What is required: Duplicate every line of the records below without any changes.

Start of Records for this exercise

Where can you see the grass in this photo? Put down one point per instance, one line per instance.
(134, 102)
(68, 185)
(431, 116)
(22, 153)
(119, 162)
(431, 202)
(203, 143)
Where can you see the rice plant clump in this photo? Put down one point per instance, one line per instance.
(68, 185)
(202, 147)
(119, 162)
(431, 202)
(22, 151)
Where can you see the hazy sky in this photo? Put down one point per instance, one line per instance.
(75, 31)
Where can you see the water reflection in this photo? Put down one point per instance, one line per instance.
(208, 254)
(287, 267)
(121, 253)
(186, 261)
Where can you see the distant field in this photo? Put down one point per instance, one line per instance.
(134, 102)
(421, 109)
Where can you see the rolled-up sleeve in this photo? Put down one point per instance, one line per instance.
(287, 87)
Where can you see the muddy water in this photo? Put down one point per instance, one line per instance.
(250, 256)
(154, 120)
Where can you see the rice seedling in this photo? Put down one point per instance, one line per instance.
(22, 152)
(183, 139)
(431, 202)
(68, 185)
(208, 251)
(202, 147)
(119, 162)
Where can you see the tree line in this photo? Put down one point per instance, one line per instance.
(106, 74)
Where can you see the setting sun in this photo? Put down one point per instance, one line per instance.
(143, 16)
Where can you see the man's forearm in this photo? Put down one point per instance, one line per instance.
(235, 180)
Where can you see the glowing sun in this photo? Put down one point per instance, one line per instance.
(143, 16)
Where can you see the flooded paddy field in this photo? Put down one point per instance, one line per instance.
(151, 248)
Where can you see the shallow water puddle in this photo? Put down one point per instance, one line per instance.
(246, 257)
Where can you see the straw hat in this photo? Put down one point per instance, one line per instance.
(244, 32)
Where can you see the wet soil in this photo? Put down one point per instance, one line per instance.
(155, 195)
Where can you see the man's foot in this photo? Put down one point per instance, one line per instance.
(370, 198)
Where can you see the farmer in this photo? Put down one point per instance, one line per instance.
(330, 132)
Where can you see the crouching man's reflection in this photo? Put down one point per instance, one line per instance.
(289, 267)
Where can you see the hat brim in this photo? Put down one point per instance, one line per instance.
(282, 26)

End of Records for this exercise

Full solution:
Where can you see the grass in this photo? Put down one point per instance, one line per instance.
(134, 102)
(68, 185)
(431, 116)
(22, 153)
(119, 162)
(431, 202)
(203, 143)
Where can you see the rice plant clump in this photo? Put down one point per instance, one line per instance.
(68, 185)
(202, 147)
(119, 162)
(431, 202)
(22, 151)
Where can you see the hazy sky in this photo? Put down one point per instance, one line per instance.
(75, 31)
Where can you see the water reflection in this photo? Put down one point per instance, one line per instance.
(208, 254)
(287, 267)
(121, 253)
(186, 261)
Where can you see the distant field in this photo? Put down one point per instance, one line per instance.
(134, 102)
(421, 109)
Where can you see the rolled-up sleeve in this photo? Put down one point per instance, one line per instance.
(287, 87)
Where can you see the muddy water in this photo? Put down one point per instance, one line per instance.
(250, 256)
(154, 120)
Where can you see the rice seedling in this photo? Put down one point per instance, one line per instance.
(22, 152)
(183, 139)
(431, 202)
(68, 185)
(208, 251)
(202, 147)
(119, 162)
Where can you see the tree line in this photo? Put down one point per instance, one line per instance.
(106, 74)
Where can you see the setting sun in this photo? Put down one point per instance, one line per instance.
(143, 16)
Where can you see the man's forearm in this photo? Put down one point per instance, one line per instance.
(235, 180)
Where can you see the glowing sun in this photo? Put down one point per instance, one line per instance.
(143, 16)
Where can you see the flooded paddy field in this photo? Put down one point per instance, one line per instance.
(151, 248)
Where can you see the shallow water puddle in this photo? Put down one point per instance, one line per instance.
(246, 257)
Where can you see the straw hat in this photo? Put down one point per instance, one line per instance.
(244, 32)
Where can you see the wet soil in this photo? Put down one point per instance, one line per instance.
(155, 195)
Where can you see the man's foot in this photo? Put down one point per instance, one line per instance.
(370, 198)
Where can you see the farmer in this photo? Put down one point per instance, one line per instance.
(330, 132)
Where can you see the crouching man's reflection in this photo? Put down one point per instance, one line per instance.
(289, 267)
Where can you see the hat brim in this photo? Put down one point per instance, one line per instance.
(282, 26)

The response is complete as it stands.